## WORK TO COMPLETE
Identify each row below that contains the word "street", counting only matches with the same capitalization, and copy those rows in full.

____________

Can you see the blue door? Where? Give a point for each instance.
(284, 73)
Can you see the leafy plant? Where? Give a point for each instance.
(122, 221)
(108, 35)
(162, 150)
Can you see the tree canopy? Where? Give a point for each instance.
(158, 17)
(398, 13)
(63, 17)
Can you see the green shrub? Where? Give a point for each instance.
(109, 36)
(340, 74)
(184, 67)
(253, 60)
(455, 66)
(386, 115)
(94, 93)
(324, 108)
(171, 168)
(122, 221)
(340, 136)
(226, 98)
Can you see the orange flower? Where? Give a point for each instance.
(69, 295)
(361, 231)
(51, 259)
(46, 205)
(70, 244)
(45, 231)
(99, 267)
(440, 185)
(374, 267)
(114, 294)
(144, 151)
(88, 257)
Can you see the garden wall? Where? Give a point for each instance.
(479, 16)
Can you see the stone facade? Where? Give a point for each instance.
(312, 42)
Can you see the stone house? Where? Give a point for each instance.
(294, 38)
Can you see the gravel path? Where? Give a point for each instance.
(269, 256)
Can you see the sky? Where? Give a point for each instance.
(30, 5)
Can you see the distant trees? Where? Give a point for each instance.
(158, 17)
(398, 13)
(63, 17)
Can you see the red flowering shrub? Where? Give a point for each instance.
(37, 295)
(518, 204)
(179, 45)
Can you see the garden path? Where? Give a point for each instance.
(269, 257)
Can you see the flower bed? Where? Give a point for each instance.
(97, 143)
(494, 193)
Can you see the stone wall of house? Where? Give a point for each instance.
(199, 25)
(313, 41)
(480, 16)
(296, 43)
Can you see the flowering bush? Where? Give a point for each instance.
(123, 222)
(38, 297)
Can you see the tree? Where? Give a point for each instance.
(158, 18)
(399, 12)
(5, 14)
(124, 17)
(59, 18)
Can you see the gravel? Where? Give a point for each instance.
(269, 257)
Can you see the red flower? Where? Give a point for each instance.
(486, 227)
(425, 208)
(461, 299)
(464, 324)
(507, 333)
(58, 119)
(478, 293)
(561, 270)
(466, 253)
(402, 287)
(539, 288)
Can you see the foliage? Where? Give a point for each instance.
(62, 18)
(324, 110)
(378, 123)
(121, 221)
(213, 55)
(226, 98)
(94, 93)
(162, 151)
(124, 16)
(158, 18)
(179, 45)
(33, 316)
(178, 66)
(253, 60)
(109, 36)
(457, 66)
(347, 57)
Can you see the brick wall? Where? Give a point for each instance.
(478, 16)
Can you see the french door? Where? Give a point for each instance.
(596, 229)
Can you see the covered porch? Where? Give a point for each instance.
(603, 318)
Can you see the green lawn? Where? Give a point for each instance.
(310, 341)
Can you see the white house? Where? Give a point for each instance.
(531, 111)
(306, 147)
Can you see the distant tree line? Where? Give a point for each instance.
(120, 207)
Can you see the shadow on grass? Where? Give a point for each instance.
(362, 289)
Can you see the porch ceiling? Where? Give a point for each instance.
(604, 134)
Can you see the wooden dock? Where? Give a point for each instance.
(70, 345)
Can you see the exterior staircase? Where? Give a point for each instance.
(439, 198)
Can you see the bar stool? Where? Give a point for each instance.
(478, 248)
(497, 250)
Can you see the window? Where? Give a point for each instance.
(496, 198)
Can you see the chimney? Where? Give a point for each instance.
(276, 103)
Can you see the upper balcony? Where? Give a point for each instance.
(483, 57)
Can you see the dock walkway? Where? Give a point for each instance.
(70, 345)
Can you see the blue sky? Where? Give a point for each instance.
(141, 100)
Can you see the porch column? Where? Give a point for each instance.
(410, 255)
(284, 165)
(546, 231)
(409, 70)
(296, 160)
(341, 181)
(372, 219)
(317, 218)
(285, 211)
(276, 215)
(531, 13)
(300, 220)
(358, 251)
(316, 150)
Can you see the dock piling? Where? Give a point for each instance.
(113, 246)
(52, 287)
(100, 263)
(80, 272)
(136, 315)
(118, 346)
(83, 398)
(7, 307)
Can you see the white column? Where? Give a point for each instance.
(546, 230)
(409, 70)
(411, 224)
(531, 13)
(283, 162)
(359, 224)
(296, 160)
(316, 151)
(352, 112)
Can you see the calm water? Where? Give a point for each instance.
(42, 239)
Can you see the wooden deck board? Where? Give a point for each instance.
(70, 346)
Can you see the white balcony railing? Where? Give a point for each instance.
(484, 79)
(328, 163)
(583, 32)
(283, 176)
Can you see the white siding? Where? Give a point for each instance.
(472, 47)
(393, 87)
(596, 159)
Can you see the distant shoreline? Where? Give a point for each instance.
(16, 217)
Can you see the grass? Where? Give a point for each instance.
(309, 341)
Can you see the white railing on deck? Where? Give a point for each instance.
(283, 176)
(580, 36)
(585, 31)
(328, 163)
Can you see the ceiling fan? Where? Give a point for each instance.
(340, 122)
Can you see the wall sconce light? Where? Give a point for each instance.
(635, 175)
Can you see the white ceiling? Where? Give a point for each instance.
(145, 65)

____________

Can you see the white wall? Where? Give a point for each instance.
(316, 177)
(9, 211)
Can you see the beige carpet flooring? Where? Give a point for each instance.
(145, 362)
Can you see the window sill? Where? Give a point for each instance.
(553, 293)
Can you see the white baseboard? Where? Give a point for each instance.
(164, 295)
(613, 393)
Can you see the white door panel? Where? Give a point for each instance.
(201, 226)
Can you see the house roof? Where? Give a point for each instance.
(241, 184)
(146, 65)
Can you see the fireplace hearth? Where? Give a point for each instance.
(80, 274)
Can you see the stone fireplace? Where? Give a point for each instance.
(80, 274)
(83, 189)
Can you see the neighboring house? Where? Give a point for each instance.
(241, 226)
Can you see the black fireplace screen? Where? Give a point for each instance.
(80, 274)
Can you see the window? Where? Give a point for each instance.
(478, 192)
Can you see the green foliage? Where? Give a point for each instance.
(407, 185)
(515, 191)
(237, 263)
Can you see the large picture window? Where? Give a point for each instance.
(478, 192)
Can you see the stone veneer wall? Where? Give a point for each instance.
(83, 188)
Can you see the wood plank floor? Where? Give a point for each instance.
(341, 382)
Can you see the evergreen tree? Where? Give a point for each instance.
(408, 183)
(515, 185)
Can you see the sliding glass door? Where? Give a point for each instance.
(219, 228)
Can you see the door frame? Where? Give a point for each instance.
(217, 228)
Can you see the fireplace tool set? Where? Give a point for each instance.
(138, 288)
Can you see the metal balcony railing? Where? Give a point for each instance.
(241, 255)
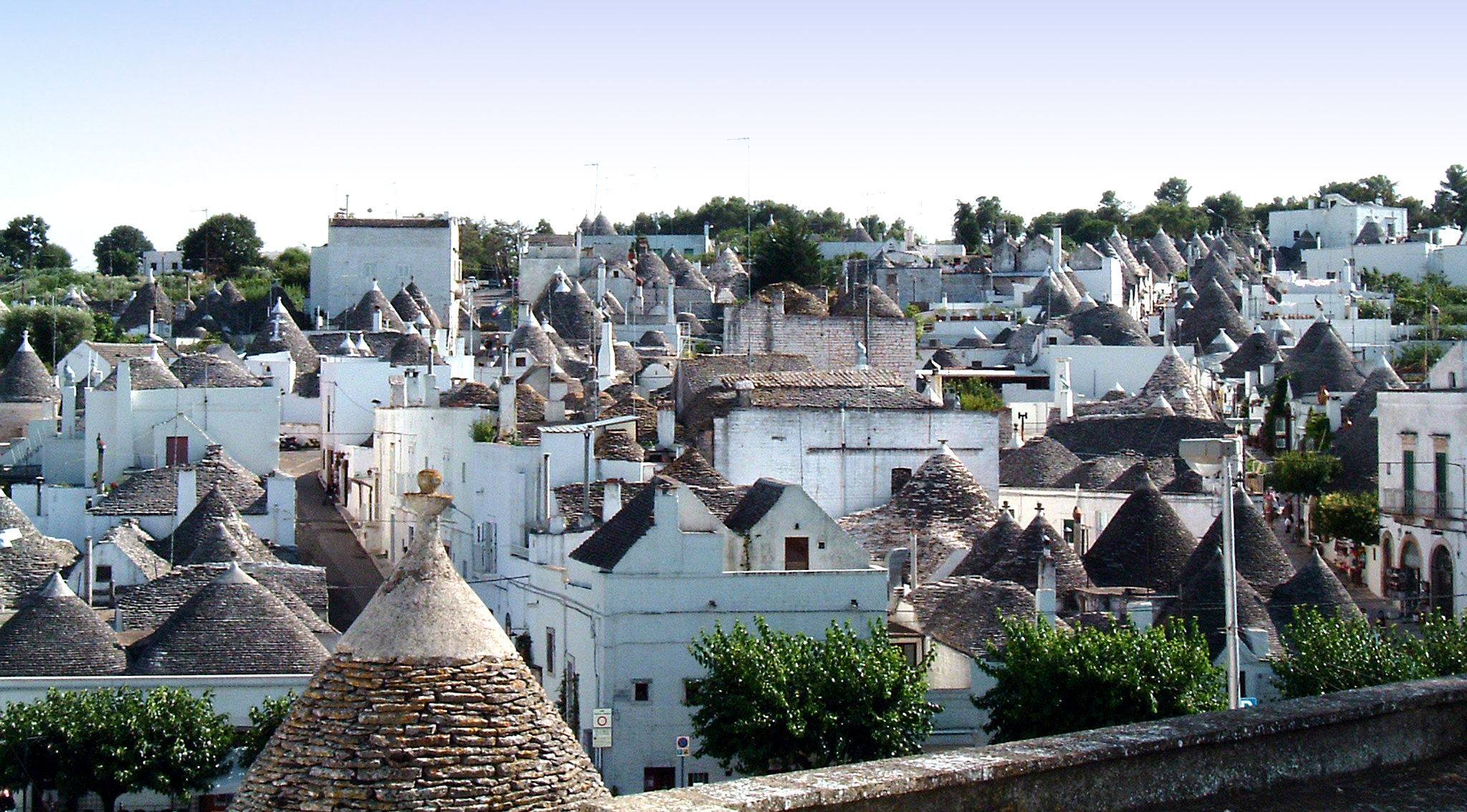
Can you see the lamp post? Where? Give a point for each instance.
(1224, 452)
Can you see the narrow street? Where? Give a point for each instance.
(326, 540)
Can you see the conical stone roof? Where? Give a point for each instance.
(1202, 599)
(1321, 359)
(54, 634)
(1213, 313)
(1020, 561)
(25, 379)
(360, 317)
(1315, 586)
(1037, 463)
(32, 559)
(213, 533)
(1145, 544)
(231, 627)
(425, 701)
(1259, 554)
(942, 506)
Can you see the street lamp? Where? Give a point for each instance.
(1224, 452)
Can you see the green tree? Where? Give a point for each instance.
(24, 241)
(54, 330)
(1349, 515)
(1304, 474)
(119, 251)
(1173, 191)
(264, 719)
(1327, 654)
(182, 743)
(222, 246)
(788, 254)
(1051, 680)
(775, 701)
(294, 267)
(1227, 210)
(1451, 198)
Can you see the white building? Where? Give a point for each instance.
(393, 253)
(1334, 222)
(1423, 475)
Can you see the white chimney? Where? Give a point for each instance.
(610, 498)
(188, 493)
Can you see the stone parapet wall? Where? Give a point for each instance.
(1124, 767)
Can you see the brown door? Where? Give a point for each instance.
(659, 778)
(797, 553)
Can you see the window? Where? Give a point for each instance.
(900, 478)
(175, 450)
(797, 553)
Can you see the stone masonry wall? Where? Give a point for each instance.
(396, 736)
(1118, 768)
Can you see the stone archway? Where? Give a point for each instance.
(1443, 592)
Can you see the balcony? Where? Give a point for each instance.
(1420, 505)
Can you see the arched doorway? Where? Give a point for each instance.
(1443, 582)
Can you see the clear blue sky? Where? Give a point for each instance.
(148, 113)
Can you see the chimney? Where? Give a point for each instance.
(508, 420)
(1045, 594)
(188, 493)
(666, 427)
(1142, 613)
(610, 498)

____________

## CORRECT RESULT
Can you see the narrow street? Where? Give a point for each instance.
Can you see the street lamp? Where? Give a point for each instance.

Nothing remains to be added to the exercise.